■ Task details ■
Nothing but the pictures gets dropped; retype every entry exactly.

*** Input Section Begins ***

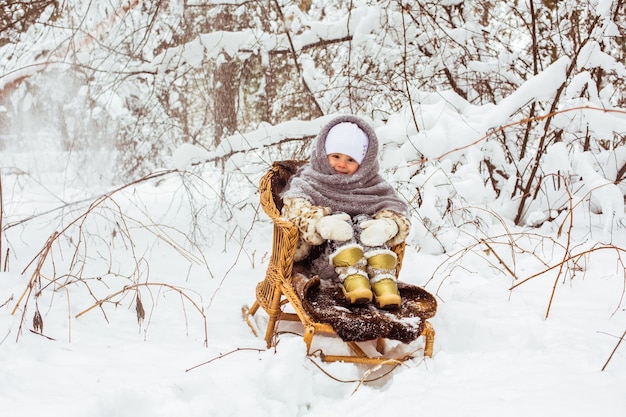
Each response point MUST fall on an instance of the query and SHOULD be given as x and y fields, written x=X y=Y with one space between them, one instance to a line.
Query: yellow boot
x=350 y=265
x=381 y=267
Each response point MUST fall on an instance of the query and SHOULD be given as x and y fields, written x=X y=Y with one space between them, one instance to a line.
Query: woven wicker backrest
x=270 y=188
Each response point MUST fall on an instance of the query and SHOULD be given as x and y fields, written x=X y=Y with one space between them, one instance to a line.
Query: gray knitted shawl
x=364 y=192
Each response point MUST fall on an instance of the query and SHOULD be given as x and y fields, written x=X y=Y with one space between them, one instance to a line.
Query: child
x=347 y=214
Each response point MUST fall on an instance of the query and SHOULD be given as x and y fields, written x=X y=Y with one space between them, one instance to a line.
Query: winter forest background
x=125 y=125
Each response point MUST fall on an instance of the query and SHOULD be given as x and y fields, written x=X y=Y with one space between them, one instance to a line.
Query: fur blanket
x=324 y=302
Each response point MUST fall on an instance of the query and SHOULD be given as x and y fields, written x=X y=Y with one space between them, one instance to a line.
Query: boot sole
x=388 y=302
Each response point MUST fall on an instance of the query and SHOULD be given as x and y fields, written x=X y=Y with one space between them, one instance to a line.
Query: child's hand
x=376 y=232
x=335 y=227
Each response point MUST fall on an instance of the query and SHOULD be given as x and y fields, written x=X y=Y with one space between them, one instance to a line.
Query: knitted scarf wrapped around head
x=364 y=192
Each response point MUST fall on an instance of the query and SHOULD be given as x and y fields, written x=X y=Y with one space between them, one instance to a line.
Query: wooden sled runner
x=318 y=304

*** Input Section Ends ***

■ Response to this exercise ■
Each response point MUST fall on an instance of the query and SHOULD be given as x and y fields, written x=X y=Y with one space between them, one instance to a line.
Query: yellow boot
x=350 y=265
x=381 y=267
Each response point MUST fall on an instance of the query and SHOULD be given as x and y fields, written x=X y=Y with one space between them, one instance to a line.
Query: woven wicker backrest
x=270 y=188
Each response point MUST fall on an instance of the query and SHOULD be given as x and y fields, written x=X y=Y with one space between them, one instance to a line.
Query: gray knitted shawl
x=364 y=192
Each response point MUST fall on an instance of the query and SHOULD be given as x and y fields, written x=X y=Y with one space between them, one instance to a line.
Query: child
x=347 y=214
Each response point MUST fall on an instance of the query and SHOULD be given as x and y fields, written x=X y=Y with one space between them, one instance to a line.
Query: winter forest background
x=125 y=125
Each response point MUST fall on an instance of the query and SHOULD be given as x and y fields, written x=X y=Y with one space between them, one instance to a line.
Query: fur blanket
x=324 y=302
Each response point MUST fall on an instance of the query and SHOULD be given as x and y fields, written x=X y=Y with one space between them, one instance to a line.
Query: boot sole
x=388 y=302
Each response point MUST fall on an instance of the query and SHOULD be given as x and y fields, written x=X y=Y with one space between them, one instance to a line.
Query: child's hand
x=376 y=232
x=335 y=227
Each response point MUST fall on an instance of the query and SHOULD be given as x and y fields, written x=X y=Y with one space between them, one instance to a line.
Query: knitted scarf wrapped around head
x=364 y=192
Each response point MUST fall on an instance of the query and SHOULD be given as x and y fields, written x=X y=Y with one space between them, one instance to a line.
Query: wooden sled runner
x=318 y=304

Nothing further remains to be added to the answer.